[Natural language region descriptions]
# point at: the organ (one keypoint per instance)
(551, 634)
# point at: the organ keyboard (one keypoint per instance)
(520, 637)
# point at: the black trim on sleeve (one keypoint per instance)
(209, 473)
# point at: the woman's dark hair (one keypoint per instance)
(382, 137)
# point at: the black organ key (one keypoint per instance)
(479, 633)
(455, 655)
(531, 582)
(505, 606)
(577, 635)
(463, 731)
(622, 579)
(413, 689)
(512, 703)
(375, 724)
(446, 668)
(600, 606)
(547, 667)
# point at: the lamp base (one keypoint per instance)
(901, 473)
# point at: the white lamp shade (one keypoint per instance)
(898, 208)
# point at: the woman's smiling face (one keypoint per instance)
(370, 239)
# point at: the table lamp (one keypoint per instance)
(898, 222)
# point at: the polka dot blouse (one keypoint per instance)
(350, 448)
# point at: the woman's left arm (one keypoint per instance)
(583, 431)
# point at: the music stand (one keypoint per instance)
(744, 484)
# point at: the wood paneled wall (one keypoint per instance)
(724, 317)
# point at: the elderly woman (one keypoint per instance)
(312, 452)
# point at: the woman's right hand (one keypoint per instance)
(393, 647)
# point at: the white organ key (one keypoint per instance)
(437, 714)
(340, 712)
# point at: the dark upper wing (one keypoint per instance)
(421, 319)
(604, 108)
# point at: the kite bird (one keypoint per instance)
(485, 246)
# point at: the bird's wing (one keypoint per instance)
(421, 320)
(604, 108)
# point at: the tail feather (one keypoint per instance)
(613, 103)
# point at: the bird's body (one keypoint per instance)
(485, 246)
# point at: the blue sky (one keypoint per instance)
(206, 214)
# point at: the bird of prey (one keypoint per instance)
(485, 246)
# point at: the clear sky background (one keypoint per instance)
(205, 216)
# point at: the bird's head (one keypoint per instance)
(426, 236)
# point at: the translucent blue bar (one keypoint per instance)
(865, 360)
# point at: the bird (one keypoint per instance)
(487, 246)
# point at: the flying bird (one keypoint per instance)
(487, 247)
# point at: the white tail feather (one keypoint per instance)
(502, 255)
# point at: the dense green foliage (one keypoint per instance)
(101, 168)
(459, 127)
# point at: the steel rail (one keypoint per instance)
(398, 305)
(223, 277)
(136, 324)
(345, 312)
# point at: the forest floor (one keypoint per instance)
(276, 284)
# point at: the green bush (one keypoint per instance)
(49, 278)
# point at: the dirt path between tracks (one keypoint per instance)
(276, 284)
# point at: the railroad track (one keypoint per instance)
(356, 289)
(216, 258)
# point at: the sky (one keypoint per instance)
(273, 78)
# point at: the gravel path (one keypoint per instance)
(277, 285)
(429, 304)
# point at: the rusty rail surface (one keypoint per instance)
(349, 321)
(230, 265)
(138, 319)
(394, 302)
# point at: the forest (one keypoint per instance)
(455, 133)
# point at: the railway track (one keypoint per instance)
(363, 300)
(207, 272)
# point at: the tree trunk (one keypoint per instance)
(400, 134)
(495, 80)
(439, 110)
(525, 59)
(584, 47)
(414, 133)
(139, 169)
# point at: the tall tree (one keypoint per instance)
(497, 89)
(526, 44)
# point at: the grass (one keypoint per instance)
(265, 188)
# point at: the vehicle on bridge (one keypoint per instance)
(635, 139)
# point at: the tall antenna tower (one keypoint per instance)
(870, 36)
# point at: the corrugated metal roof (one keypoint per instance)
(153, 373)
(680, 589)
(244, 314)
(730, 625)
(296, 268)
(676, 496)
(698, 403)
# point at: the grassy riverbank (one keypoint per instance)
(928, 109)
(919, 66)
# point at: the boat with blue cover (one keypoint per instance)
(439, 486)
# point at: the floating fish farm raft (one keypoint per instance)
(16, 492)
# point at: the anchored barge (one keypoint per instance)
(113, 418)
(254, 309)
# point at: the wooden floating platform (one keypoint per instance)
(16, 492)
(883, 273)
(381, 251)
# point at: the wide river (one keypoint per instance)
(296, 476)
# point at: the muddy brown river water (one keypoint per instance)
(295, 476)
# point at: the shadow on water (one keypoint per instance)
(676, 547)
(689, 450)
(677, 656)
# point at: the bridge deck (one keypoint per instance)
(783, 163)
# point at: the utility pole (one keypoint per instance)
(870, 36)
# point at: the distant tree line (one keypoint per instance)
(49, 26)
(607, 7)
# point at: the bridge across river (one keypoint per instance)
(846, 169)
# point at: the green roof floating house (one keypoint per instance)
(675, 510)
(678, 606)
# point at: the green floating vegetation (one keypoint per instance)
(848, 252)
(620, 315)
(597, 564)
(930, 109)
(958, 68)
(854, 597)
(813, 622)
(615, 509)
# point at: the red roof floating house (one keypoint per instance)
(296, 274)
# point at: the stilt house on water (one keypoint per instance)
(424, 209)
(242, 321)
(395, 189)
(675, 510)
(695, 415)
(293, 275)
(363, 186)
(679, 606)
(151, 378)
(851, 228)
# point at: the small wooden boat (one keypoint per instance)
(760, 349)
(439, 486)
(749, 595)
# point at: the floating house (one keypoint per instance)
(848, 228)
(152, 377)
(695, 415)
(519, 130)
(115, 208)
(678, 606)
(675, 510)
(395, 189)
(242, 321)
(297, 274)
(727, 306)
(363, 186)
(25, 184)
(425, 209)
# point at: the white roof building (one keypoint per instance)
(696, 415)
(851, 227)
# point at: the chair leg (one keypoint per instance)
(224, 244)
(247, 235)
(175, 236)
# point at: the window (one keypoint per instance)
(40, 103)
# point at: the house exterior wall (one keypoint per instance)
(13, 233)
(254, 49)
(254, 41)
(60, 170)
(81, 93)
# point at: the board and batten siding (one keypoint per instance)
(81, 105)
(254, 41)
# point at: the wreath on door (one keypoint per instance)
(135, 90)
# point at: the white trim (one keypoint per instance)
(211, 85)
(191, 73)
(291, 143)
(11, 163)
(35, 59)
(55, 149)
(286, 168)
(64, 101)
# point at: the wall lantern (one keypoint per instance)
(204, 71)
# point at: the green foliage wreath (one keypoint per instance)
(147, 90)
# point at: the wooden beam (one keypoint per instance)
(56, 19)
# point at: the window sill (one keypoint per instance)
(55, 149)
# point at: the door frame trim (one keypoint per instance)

What the exercise asks »
Faithfully transcribe the whole of the data.

Written response »
# point at: the organ (one keypoint per instance)
(551, 634)
# point at: the organ keyboard (one keypoint per instance)
(520, 637)
# point at: the black trim on sleeve (one keypoint per instance)
(209, 473)
# point at: the woman's dark hair (one keypoint per instance)
(382, 137)
# point at: the black organ key (one keypoint per instance)
(479, 633)
(455, 655)
(531, 582)
(505, 606)
(577, 635)
(463, 731)
(622, 579)
(413, 689)
(512, 703)
(375, 724)
(446, 668)
(600, 606)
(547, 667)
# point at: the lamp base (one keypoint per instance)
(901, 473)
# point at: the white lamp shade (one keypoint per instance)
(898, 208)
# point at: the woman's smiling face (one keypoint per instance)
(370, 239)
# point at: the table lamp (one keypoint per instance)
(898, 222)
# point at: the polka dot blouse (one keypoint per instance)
(350, 448)
# point at: the woman's left arm (one keypoint per instance)
(583, 431)
# point at: the music stand (one keypoint per instance)
(744, 484)
# point at: the wood paneled wall (one keypoint per instance)
(724, 317)
# point at: the elderly woman (one keypoint per instance)
(312, 452)
# point at: the woman's right hand (one keypoint per instance)
(393, 647)
# point at: the white organ key (one keypoint per instance)
(437, 714)
(340, 712)
# point at: the dark upper wing (one keypoint per instance)
(421, 319)
(604, 108)
# point at: the kite bird (one keypoint per instance)
(485, 246)
# point at: the bird's wing (one keypoint per instance)
(421, 320)
(604, 108)
# point at: the tail feather (one keypoint per instance)
(613, 103)
# point at: the bird's body (one keypoint per instance)
(485, 246)
# point at: the blue sky (one keypoint per instance)
(206, 214)
# point at: the bird of prey (one keypoint per instance)
(485, 246)
# point at: the clear sky background (one keypoint per instance)
(205, 216)
# point at: the bird's head (one keypoint per instance)
(426, 236)
# point at: the translucent blue bar (one keypoint per instance)
(865, 360)
# point at: the bird (one keypoint per instance)
(487, 246)
# point at: the flying bird (one keypoint per instance)
(487, 247)
# point at: the white tail feather (one keypoint per instance)
(502, 255)
# point at: the dense green foliage (one keypoint per instance)
(101, 168)
(459, 127)
# point at: the steel rail (one keypoint per instance)
(398, 305)
(223, 277)
(136, 324)
(345, 312)
# point at: the forest floor (one keypoint per instance)
(276, 284)
# point at: the green bush (one keypoint per instance)
(49, 278)
# point at: the dirt path between tracks (one keypoint per instance)
(276, 284)
# point at: the railroad track (one keypoint per instance)
(356, 289)
(216, 258)
# point at: the sky (one keypoint per instance)
(273, 78)
# point at: the gravel path (one keypoint per instance)
(277, 285)
(429, 304)
# point at: the rusty rail surface (one keypoint per instance)
(349, 321)
(230, 265)
(138, 319)
(394, 302)
# point at: the forest (one keypoint per instance)
(455, 133)
# point at: the railway track (one keypoint per instance)
(363, 300)
(207, 272)
# point at: the tree trunk (one keypoint per instance)
(400, 134)
(495, 80)
(439, 110)
(525, 59)
(584, 47)
(414, 133)
(139, 169)
# point at: the tall tree (one keypoint per instance)
(497, 89)
(526, 44)
# point at: the grass (one keypoint per instance)
(265, 188)
# point at: the vehicle on bridge (one keypoint per instance)
(635, 139)
# point at: the tall antenna tower (one keypoint per instance)
(870, 36)
# point at: the corrugated metal roof (one keypoint per instance)
(153, 373)
(680, 589)
(244, 314)
(730, 625)
(296, 268)
(676, 496)
(698, 403)
# point at: the grassy riverbank (one keypoint per instance)
(928, 109)
(919, 66)
# point at: the boat with blue cover (one keypoint per instance)
(439, 486)
# point at: the floating fish farm raft (one keypoint per instance)
(16, 492)
# point at: the anchored barge (one keypoint per instance)
(113, 418)
(254, 309)
# point at: the wooden floating platform (one keypoint per instance)
(16, 492)
(883, 273)
(381, 251)
# point at: the wide river (one keypoint per instance)
(296, 476)
# point at: the muddy brown river water (one keypoint per instance)
(295, 476)
# point at: the shadow on water (one keypoint per instance)
(676, 547)
(689, 450)
(677, 656)
# point at: the bridge deck (one keypoint per instance)
(783, 163)
# point at: the utility pole (one keypoint per instance)
(870, 36)
# point at: the distant tree line (one keypoint per instance)
(49, 26)
(607, 7)
# point at: the bridge across river (one keypoint per instance)
(846, 169)
# point at: the green roof floating house (one keypoint per instance)
(675, 510)
(678, 606)
# point at: the green floating vegetation (one keypoint per instance)
(848, 252)
(620, 315)
(597, 564)
(930, 109)
(958, 68)
(854, 597)
(813, 622)
(615, 509)
# point at: the red roof floating house (one keypoint per instance)
(296, 274)
# point at: the stilt house on water (one keypoint per instance)
(424, 209)
(242, 321)
(395, 189)
(675, 510)
(695, 415)
(293, 275)
(363, 186)
(679, 606)
(151, 378)
(851, 228)
# point at: the small wooden boat (one keypoint per instance)
(760, 349)
(439, 486)
(749, 595)
# point at: the floating house (one keypoint per instance)
(848, 228)
(152, 377)
(695, 415)
(519, 130)
(115, 208)
(678, 606)
(675, 510)
(395, 189)
(242, 321)
(297, 274)
(727, 306)
(363, 186)
(25, 184)
(425, 209)
# point at: the white roof building (one keypoint per instance)
(696, 415)
(851, 227)
# point at: the chair leg (one keypoint per instance)
(224, 244)
(247, 235)
(175, 236)
# point at: the window (one keypoint per instance)
(40, 103)
# point at: the house exterior wall (one keypoint per instance)
(13, 233)
(254, 49)
(254, 41)
(60, 170)
(81, 93)
# point at: the board and batten siding (one keypoint per instance)
(81, 105)
(254, 41)
# point at: the wreath on door (one keypoint per instance)
(135, 90)
# point at: the white trim (one keypoint per instance)
(211, 85)
(191, 73)
(291, 143)
(11, 163)
(35, 59)
(55, 149)
(286, 168)
(64, 101)
# point at: the wall lantern (one keypoint per instance)
(204, 71)
# point at: the green foliage wreath (one keypoint per instance)
(147, 90)
# point at: the wooden beam (one keypoint per instance)
(56, 19)
# point at: the window sill (one keypoint per instance)
(55, 149)
# point at: the door frame trim (one keypoint per instance)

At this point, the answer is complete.